* _CHALLENGE_
Repeat every line of the material below word for word, leaving out the pictures.

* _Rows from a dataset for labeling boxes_
• • •
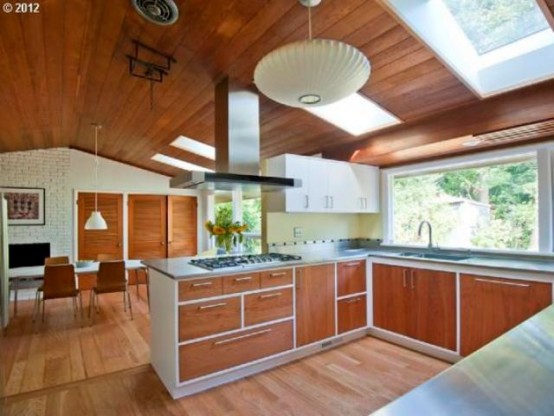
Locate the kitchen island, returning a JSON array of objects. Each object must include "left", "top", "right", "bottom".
[{"left": 145, "top": 258, "right": 368, "bottom": 398}]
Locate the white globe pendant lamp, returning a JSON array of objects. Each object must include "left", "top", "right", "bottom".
[
  {"left": 254, "top": 0, "right": 371, "bottom": 108},
  {"left": 85, "top": 123, "right": 108, "bottom": 230}
]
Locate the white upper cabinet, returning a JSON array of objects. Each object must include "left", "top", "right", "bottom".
[{"left": 266, "top": 154, "right": 379, "bottom": 213}]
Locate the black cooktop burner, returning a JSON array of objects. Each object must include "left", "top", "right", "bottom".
[{"left": 190, "top": 253, "right": 302, "bottom": 270}]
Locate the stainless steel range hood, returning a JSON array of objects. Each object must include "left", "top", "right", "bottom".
[{"left": 170, "top": 78, "right": 302, "bottom": 192}]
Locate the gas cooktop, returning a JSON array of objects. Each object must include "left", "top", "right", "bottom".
[{"left": 189, "top": 253, "right": 302, "bottom": 270}]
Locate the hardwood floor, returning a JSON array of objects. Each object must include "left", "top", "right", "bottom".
[
  {"left": 1, "top": 292, "right": 449, "bottom": 416},
  {"left": 0, "top": 285, "right": 150, "bottom": 396}
]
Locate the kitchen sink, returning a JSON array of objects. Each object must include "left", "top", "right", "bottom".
[{"left": 399, "top": 252, "right": 470, "bottom": 261}]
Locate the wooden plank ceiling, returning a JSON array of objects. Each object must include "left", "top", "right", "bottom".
[{"left": 0, "top": 0, "right": 553, "bottom": 176}]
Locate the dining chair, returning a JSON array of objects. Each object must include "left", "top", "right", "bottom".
[
  {"left": 44, "top": 256, "right": 69, "bottom": 266},
  {"left": 89, "top": 260, "right": 134, "bottom": 325},
  {"left": 33, "top": 264, "right": 83, "bottom": 328}
]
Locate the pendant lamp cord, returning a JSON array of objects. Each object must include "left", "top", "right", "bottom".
[
  {"left": 308, "top": 0, "right": 312, "bottom": 40},
  {"left": 94, "top": 124, "right": 101, "bottom": 212}
]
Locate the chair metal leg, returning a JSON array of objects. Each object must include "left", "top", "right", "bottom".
[
  {"left": 71, "top": 296, "right": 77, "bottom": 318},
  {"left": 125, "top": 290, "right": 134, "bottom": 319},
  {"left": 145, "top": 272, "right": 150, "bottom": 312},
  {"left": 79, "top": 291, "right": 83, "bottom": 326},
  {"left": 31, "top": 290, "right": 39, "bottom": 322}
]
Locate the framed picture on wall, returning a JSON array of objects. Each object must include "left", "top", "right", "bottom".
[{"left": 0, "top": 187, "right": 45, "bottom": 225}]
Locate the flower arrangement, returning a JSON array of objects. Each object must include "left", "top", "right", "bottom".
[{"left": 204, "top": 221, "right": 248, "bottom": 254}]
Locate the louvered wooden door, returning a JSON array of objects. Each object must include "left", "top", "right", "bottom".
[
  {"left": 77, "top": 193, "right": 123, "bottom": 260},
  {"left": 129, "top": 195, "right": 167, "bottom": 259},
  {"left": 167, "top": 195, "right": 198, "bottom": 257}
]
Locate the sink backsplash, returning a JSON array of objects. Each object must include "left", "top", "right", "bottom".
[{"left": 268, "top": 238, "right": 381, "bottom": 256}]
• • •
* _REPLY_
Locate the kitchen island, returning a JSON array of objects. Each object must include "left", "top", "right", "bottom".
[{"left": 145, "top": 258, "right": 368, "bottom": 398}]
Locate the white globe pendant lamp, returning a JSON array of objects. Each object must include "left", "top", "right", "bottom".
[
  {"left": 254, "top": 0, "right": 371, "bottom": 108},
  {"left": 85, "top": 123, "right": 108, "bottom": 230}
]
Locate the white upper cabinet, returning a JSON array of objects. Each object must include "left", "top", "right", "bottom".
[{"left": 266, "top": 154, "right": 379, "bottom": 213}]
Locate the black cooktop burner, returning a JSON array of objects. Each object must include "left", "top", "right", "bottom".
[{"left": 190, "top": 253, "right": 302, "bottom": 270}]
Locate the stainless steel range hood, returning a JSON array of objects. Each object must include "left", "top", "right", "bottom".
[{"left": 170, "top": 78, "right": 302, "bottom": 192}]
Locate the gas cooktop, returning a JSON array of objects. Each object must include "left", "top", "right", "bottom".
[{"left": 189, "top": 253, "right": 302, "bottom": 270}]
Locate the hardwood floor, returning a JSON array of objects. Each object must include "left", "top", "right", "bottom".
[
  {"left": 1, "top": 292, "right": 449, "bottom": 416},
  {"left": 0, "top": 285, "right": 150, "bottom": 396}
]
Locate the kitchen sink, returning a JSON array of objects. Each object must include "left", "top", "right", "bottom".
[{"left": 399, "top": 252, "right": 470, "bottom": 261}]
Locate the wooden plank ceiling, returning a JSON array of objects. Each object must include "left", "top", "right", "bottom".
[{"left": 0, "top": 0, "right": 553, "bottom": 176}]
Locate the dining chair, returning a JSON array of objects. Each object must include "left", "top", "right", "bottom".
[
  {"left": 44, "top": 256, "right": 69, "bottom": 266},
  {"left": 89, "top": 260, "right": 134, "bottom": 325},
  {"left": 33, "top": 264, "right": 83, "bottom": 328}
]
Locate the pendant lamp cord, returning a JSON array of objects. Each object must include "left", "top", "right", "bottom".
[
  {"left": 308, "top": 0, "right": 312, "bottom": 40},
  {"left": 94, "top": 124, "right": 101, "bottom": 212}
]
Locate the chair metal leg, returning a JSON array of objects. Each object must include "left", "top", "right", "bottom".
[
  {"left": 71, "top": 296, "right": 77, "bottom": 318},
  {"left": 125, "top": 290, "right": 134, "bottom": 319},
  {"left": 145, "top": 272, "right": 150, "bottom": 312},
  {"left": 79, "top": 291, "right": 83, "bottom": 326},
  {"left": 31, "top": 290, "right": 39, "bottom": 322}
]
Locate the framed picture on wall, returning a JSON array of objects. Each object must include "left", "top", "right", "bottom".
[{"left": 0, "top": 187, "right": 45, "bottom": 225}]
Locate the flower arrangement, returning a JSON array of objects. Each object must include "left", "top", "right", "bottom".
[{"left": 204, "top": 221, "right": 248, "bottom": 254}]
Locate the louvered wooden door, returning a JSON array of objects. Each object must include "left", "top", "right", "bottom".
[
  {"left": 77, "top": 193, "right": 123, "bottom": 260},
  {"left": 129, "top": 195, "right": 167, "bottom": 259},
  {"left": 167, "top": 195, "right": 198, "bottom": 257}
]
Locate the sink backsplash, returning a JSON array of objects. Each object must include "left", "top", "right", "bottom".
[{"left": 268, "top": 238, "right": 381, "bottom": 256}]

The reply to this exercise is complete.